◆ 待办任务 ◆
请从下面的记录中挑出所有含有“paved”一词的行，原样抄出，大小写须一致。

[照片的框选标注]
------------------------------------------------------------------------

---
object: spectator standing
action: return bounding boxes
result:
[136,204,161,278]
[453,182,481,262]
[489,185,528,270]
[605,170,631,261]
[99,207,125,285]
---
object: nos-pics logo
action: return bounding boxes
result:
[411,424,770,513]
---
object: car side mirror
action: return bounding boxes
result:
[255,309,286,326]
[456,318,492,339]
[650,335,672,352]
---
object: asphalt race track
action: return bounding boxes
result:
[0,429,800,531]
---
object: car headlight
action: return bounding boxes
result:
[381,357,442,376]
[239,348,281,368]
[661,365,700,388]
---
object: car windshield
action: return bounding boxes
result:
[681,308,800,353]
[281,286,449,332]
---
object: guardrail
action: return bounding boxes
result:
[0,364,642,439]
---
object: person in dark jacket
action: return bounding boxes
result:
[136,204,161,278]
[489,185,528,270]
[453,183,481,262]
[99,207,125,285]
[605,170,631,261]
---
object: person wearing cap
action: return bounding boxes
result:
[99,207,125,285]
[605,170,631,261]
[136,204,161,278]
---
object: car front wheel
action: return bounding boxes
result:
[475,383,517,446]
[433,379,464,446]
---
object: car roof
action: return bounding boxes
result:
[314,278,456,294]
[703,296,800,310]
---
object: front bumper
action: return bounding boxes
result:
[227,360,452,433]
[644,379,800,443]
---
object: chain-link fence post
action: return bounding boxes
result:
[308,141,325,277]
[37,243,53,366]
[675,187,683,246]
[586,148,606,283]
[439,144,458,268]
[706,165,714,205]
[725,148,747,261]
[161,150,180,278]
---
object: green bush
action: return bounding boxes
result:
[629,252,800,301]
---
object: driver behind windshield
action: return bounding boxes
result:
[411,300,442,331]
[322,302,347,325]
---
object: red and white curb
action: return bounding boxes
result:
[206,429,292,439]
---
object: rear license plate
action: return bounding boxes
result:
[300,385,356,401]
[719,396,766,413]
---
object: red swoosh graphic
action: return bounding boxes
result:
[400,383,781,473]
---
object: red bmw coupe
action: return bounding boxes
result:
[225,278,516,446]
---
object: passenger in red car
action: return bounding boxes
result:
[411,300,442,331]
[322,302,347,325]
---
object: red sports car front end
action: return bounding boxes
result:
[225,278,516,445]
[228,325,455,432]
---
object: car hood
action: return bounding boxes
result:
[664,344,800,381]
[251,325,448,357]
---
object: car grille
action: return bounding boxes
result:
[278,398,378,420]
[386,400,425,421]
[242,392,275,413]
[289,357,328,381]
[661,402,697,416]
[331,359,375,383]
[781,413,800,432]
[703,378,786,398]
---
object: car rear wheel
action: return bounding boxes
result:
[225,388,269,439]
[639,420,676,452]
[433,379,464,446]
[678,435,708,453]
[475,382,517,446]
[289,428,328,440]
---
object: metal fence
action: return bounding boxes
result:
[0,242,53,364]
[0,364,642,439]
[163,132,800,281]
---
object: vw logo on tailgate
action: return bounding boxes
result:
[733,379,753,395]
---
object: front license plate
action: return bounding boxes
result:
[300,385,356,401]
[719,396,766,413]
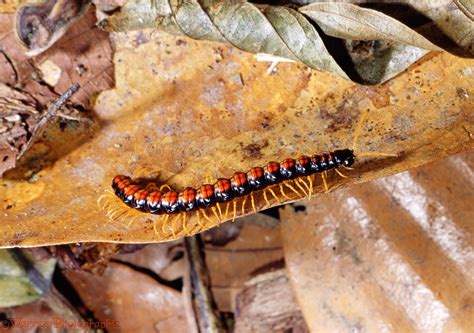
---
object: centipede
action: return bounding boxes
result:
[100,112,397,233]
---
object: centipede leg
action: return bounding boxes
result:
[285,183,301,197]
[232,200,237,222]
[334,169,349,178]
[263,189,270,207]
[268,188,281,203]
[224,202,230,220]
[183,213,189,236]
[211,206,221,224]
[250,192,257,213]
[280,183,290,200]
[161,214,170,234]
[170,213,182,238]
[200,209,214,224]
[196,211,204,228]
[321,171,329,193]
[295,178,308,197]
[216,202,222,221]
[153,218,160,237]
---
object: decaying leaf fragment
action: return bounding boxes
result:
[0,249,56,307]
[99,0,472,84]
[0,24,474,246]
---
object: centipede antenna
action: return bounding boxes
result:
[196,211,203,228]
[160,184,173,192]
[224,202,230,220]
[232,200,237,222]
[250,192,257,213]
[216,202,222,221]
[268,188,281,203]
[306,176,313,200]
[161,215,170,234]
[321,171,329,193]
[352,110,369,151]
[242,197,247,215]
[280,183,290,200]
[211,206,221,224]
[263,189,270,207]
[334,169,349,178]
[357,151,398,157]
[285,183,301,197]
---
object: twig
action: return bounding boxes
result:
[184,235,226,333]
[16,83,81,160]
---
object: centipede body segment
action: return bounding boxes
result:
[112,149,355,215]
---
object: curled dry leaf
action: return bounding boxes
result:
[0,7,114,107]
[99,1,468,84]
[280,151,474,332]
[15,0,90,57]
[0,31,474,246]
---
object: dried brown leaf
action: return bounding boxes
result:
[0,32,474,246]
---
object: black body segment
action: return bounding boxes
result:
[112,149,356,214]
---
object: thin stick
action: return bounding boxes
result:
[184,235,226,333]
[16,83,81,160]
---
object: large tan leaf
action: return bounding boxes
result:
[280,152,474,332]
[0,26,474,246]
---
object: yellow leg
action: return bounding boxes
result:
[298,178,311,193]
[232,200,237,222]
[263,189,270,207]
[250,192,257,213]
[211,206,221,223]
[334,169,349,178]
[280,183,290,200]
[161,214,170,234]
[216,202,222,221]
[183,213,189,235]
[242,197,247,215]
[295,178,309,197]
[196,211,203,228]
[284,182,301,197]
[200,209,214,224]
[224,202,230,220]
[170,213,181,238]
[321,171,329,193]
[153,218,160,237]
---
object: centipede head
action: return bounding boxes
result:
[333,149,355,167]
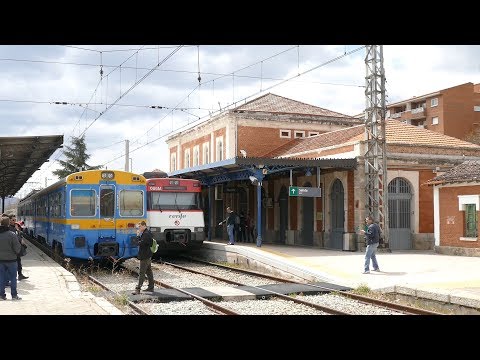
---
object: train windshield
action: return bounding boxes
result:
[120,190,143,216]
[70,190,95,216]
[147,192,200,210]
[100,186,115,218]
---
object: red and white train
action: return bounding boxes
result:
[144,173,205,255]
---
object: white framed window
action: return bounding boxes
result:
[170,153,177,171]
[203,142,210,164]
[183,149,190,169]
[193,145,200,166]
[280,129,292,139]
[458,195,480,241]
[215,136,223,161]
[293,130,305,139]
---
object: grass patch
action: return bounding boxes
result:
[352,284,372,295]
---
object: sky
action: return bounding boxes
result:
[0,44,480,197]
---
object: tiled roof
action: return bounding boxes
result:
[427,160,480,185]
[385,120,480,149]
[269,120,480,157]
[233,93,352,118]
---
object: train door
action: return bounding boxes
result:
[98,185,116,241]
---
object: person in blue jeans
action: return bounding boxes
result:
[218,206,235,245]
[360,216,380,274]
[0,217,22,300]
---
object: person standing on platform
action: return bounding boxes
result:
[132,220,155,295]
[9,215,28,281]
[218,206,235,245]
[0,217,22,300]
[360,216,380,274]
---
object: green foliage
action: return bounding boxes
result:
[353,284,372,295]
[52,135,101,179]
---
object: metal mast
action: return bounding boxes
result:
[365,45,388,244]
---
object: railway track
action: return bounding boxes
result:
[170,257,442,315]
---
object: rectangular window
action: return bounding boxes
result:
[465,204,478,238]
[280,130,292,139]
[294,131,305,139]
[170,154,177,171]
[119,190,143,216]
[100,185,115,218]
[183,149,190,169]
[217,137,223,161]
[193,145,200,166]
[203,143,210,164]
[70,190,95,216]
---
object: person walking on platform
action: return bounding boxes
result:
[360,216,380,274]
[237,211,248,242]
[132,221,155,295]
[0,217,22,300]
[9,215,28,281]
[218,206,235,245]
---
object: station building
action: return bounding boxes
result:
[167,94,480,251]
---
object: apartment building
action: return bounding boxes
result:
[386,82,480,140]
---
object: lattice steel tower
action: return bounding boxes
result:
[365,45,388,243]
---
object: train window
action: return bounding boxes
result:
[100,186,115,218]
[70,190,95,216]
[119,190,143,216]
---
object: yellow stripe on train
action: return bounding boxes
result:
[67,170,146,185]
[36,218,145,230]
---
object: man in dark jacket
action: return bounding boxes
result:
[360,216,380,274]
[218,206,236,245]
[10,215,28,281]
[0,217,21,300]
[132,221,154,294]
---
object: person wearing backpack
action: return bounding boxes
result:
[360,216,380,274]
[132,221,155,295]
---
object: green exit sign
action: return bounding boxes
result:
[288,186,322,197]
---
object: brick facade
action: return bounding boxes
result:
[439,185,480,248]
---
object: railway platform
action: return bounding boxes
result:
[198,240,480,308]
[0,240,122,315]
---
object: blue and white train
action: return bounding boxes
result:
[17,170,147,260]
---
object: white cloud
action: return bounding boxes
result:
[4,45,480,197]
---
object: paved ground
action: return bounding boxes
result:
[205,241,480,307]
[0,242,122,315]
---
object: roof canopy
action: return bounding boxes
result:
[168,157,357,185]
[0,135,63,197]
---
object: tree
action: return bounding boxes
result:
[52,135,101,179]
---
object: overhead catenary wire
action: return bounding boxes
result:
[24,45,145,184]
[20,46,364,190]
[103,45,365,166]
[0,57,365,87]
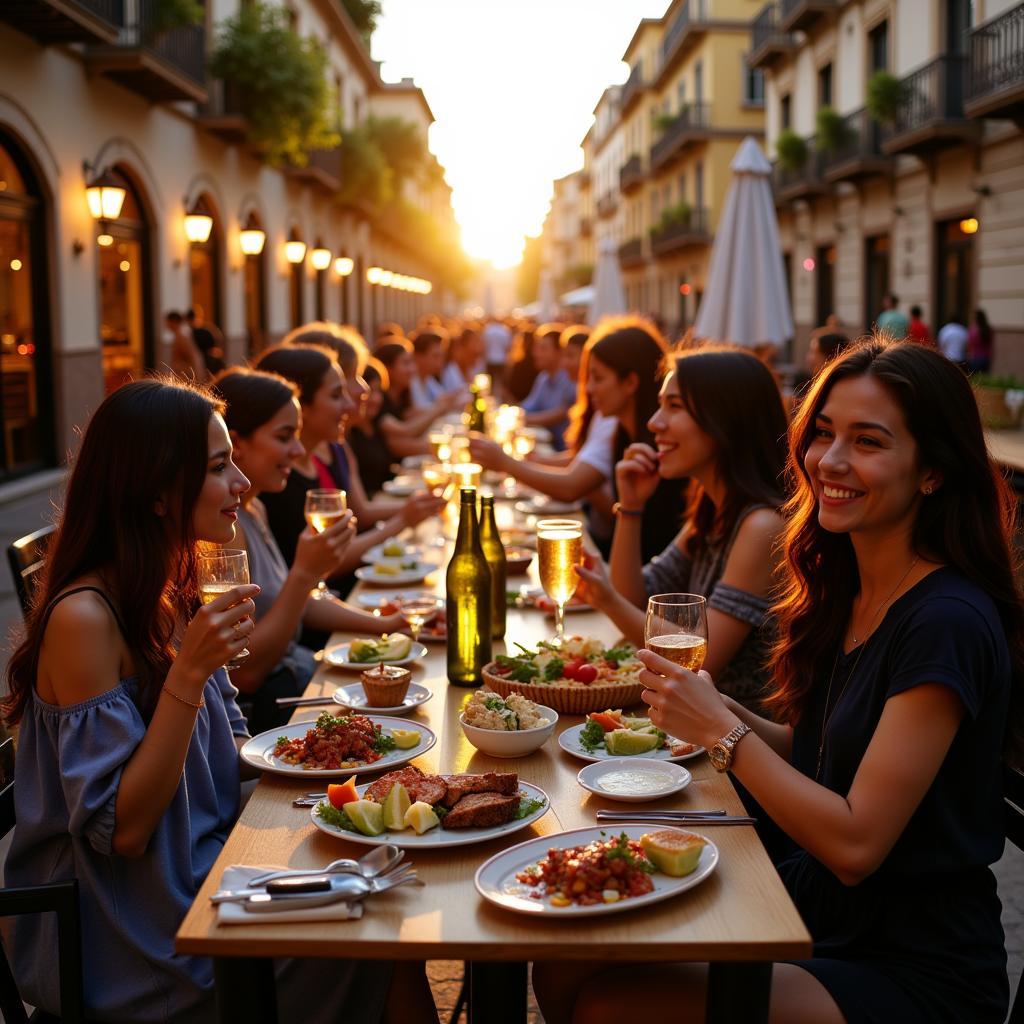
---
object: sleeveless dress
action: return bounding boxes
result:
[777,567,1012,1024]
[643,505,775,711]
[4,587,392,1024]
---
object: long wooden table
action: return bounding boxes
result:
[176,516,811,1024]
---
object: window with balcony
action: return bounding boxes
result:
[740,65,765,106]
[867,22,889,71]
[818,61,833,106]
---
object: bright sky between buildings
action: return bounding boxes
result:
[373,0,668,266]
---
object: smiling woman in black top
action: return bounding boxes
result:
[535,341,1024,1024]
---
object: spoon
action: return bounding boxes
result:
[247,843,406,889]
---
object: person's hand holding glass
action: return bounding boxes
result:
[643,594,708,672]
[196,548,252,669]
[305,488,348,601]
[537,519,583,645]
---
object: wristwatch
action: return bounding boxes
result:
[708,722,751,771]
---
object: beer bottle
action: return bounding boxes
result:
[444,487,492,686]
[480,495,508,640]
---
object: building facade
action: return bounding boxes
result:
[750,0,1024,368]
[0,0,454,482]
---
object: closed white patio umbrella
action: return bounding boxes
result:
[693,137,793,348]
[587,239,628,326]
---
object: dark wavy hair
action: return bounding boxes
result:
[584,316,669,462]
[254,343,341,406]
[768,337,1024,755]
[667,345,788,553]
[210,367,299,437]
[0,378,223,725]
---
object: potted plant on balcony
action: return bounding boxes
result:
[210,2,340,167]
[817,106,846,153]
[864,71,903,125]
[971,374,1024,430]
[775,128,808,171]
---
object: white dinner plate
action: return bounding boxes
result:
[515,495,583,516]
[354,589,444,611]
[577,757,690,804]
[355,562,437,587]
[333,684,434,715]
[324,640,427,672]
[362,541,423,565]
[309,779,551,850]
[239,715,437,778]
[473,825,718,918]
[558,722,703,761]
[381,476,426,498]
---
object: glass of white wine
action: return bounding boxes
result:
[643,594,708,672]
[197,548,249,669]
[537,519,583,645]
[305,487,348,601]
[398,594,437,640]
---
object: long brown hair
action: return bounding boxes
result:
[768,338,1024,746]
[584,316,669,462]
[668,345,788,554]
[2,378,223,725]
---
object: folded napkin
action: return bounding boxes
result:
[217,864,362,925]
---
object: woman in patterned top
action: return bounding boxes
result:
[578,347,786,708]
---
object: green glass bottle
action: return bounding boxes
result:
[480,495,509,640]
[464,384,487,434]
[444,487,492,686]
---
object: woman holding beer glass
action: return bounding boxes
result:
[535,341,1024,1024]
[579,348,785,708]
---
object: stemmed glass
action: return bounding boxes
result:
[643,594,708,672]
[537,519,583,646]
[398,594,437,640]
[197,548,249,669]
[305,487,348,601]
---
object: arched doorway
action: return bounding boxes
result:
[0,128,54,480]
[240,212,266,357]
[188,193,224,327]
[96,168,156,394]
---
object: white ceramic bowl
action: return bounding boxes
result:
[459,705,558,758]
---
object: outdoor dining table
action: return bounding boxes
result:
[176,505,811,1024]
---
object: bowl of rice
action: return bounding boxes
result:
[459,690,558,758]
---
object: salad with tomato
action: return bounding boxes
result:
[489,636,643,686]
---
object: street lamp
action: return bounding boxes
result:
[85,171,128,220]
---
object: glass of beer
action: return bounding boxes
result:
[537,519,583,644]
[197,548,249,669]
[305,487,348,601]
[643,594,708,672]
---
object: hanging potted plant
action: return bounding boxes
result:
[864,71,903,125]
[775,128,808,171]
[817,106,846,153]
[210,3,340,167]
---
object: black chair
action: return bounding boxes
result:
[1002,765,1024,1024]
[7,526,56,615]
[0,738,85,1024]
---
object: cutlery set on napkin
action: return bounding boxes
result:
[210,845,423,925]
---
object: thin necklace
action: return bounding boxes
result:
[814,555,921,782]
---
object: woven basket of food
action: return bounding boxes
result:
[483,636,643,715]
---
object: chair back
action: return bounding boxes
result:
[7,526,56,615]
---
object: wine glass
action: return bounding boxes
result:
[305,487,348,601]
[197,548,249,669]
[537,519,583,646]
[398,594,437,640]
[643,594,708,672]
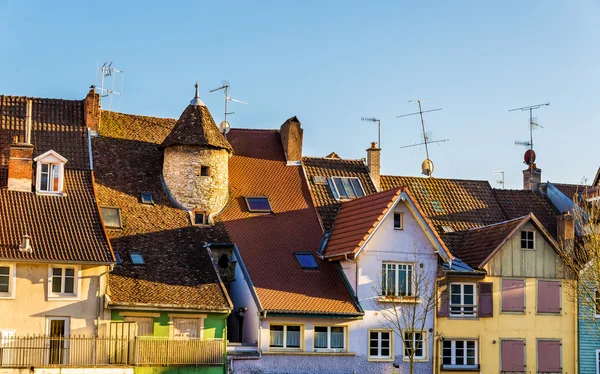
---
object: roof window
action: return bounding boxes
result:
[313,175,327,185]
[294,252,319,269]
[129,252,146,265]
[100,206,123,229]
[142,192,154,205]
[245,196,272,213]
[327,177,365,200]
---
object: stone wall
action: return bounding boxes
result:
[163,145,229,215]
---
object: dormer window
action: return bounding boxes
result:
[34,150,67,195]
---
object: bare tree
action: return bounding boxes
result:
[373,253,437,374]
[559,188,600,337]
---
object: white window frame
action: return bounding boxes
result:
[168,313,207,339]
[48,264,81,301]
[0,262,17,299]
[313,325,348,352]
[381,261,415,298]
[393,212,404,231]
[519,230,535,251]
[402,330,428,362]
[269,323,304,351]
[441,339,479,369]
[448,282,477,318]
[367,329,395,361]
[33,150,67,195]
[328,176,367,201]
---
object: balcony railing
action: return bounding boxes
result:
[0,335,224,367]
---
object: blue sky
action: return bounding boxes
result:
[0,0,600,188]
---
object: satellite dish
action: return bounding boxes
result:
[219,121,231,135]
[421,158,433,177]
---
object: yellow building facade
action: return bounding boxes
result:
[434,219,577,374]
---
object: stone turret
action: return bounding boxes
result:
[162,83,233,217]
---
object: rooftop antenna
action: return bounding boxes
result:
[210,80,248,134]
[360,117,381,148]
[396,100,449,177]
[492,170,504,189]
[98,61,125,110]
[509,102,550,186]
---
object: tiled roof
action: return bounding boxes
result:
[0,96,114,264]
[302,153,378,231]
[450,216,529,269]
[381,175,506,235]
[220,129,361,316]
[162,105,232,152]
[323,188,402,257]
[494,189,560,238]
[93,111,231,310]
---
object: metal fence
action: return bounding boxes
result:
[0,335,224,367]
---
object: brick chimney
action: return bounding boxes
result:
[556,212,575,251]
[367,142,381,191]
[85,86,101,135]
[523,163,542,191]
[280,116,304,165]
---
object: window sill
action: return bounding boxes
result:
[262,349,356,356]
[377,296,420,304]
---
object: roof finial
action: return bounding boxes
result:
[190,81,206,106]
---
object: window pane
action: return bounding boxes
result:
[286,326,300,348]
[331,327,344,349]
[315,326,327,348]
[65,277,75,293]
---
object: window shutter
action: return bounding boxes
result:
[538,340,562,373]
[479,282,494,317]
[502,279,525,312]
[501,340,525,372]
[437,283,450,317]
[538,280,561,313]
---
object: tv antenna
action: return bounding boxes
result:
[360,117,381,148]
[396,100,449,177]
[210,80,248,134]
[96,61,125,110]
[492,170,504,189]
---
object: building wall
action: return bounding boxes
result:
[163,145,229,214]
[0,262,108,335]
[435,225,577,373]
[341,202,438,361]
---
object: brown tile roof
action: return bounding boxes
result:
[323,188,402,257]
[450,216,529,269]
[220,129,361,316]
[0,96,114,264]
[162,105,232,152]
[494,189,560,238]
[381,175,506,232]
[93,111,230,310]
[302,155,377,231]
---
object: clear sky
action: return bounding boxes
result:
[0,0,600,188]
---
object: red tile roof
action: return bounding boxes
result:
[323,188,402,257]
[220,129,361,316]
[92,111,231,311]
[0,96,114,264]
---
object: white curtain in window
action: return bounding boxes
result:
[286,327,300,348]
[270,330,283,347]
[331,327,344,348]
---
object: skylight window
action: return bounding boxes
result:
[100,206,123,229]
[142,192,154,205]
[246,196,272,213]
[294,252,319,269]
[129,252,145,265]
[327,177,365,200]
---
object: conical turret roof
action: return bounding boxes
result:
[162,87,233,152]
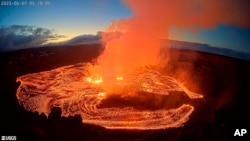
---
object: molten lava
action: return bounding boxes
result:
[16,64,202,130]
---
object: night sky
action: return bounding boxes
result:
[0,0,250,53]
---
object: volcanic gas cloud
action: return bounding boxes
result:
[17,0,250,129]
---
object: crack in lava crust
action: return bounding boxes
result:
[16,64,202,130]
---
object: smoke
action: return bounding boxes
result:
[92,0,250,85]
[0,25,64,51]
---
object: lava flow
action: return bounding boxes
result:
[16,63,202,130]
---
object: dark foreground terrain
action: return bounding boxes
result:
[0,45,250,141]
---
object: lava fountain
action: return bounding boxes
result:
[17,64,202,130]
[17,0,250,129]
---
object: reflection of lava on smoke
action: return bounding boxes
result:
[17,64,202,129]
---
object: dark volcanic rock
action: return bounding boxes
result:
[0,45,250,141]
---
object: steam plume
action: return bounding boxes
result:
[93,0,250,81]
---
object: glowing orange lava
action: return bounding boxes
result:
[16,64,202,130]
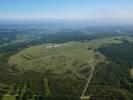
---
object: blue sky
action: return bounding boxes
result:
[0,0,133,22]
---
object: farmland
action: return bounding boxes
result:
[0,26,133,100]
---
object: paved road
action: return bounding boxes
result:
[81,60,95,97]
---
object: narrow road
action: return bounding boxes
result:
[81,60,95,97]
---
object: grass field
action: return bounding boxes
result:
[4,36,133,100]
[8,36,132,74]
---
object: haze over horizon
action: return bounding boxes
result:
[0,0,133,23]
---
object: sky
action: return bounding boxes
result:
[0,0,133,23]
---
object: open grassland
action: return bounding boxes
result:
[8,36,129,74]
[4,36,133,100]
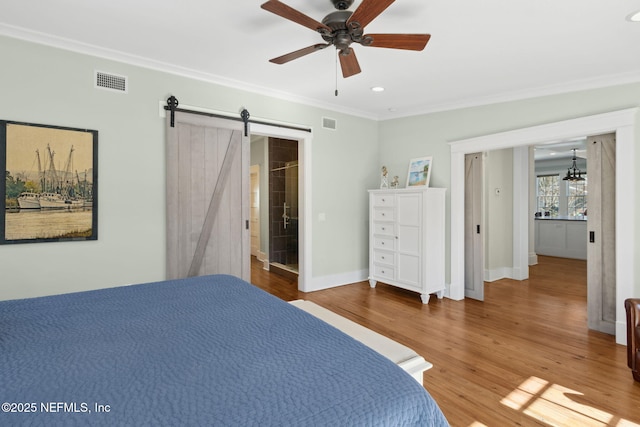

------------------------------------------------------------------------

◆ 完整答案 ◆
object: paved ground
object: paved road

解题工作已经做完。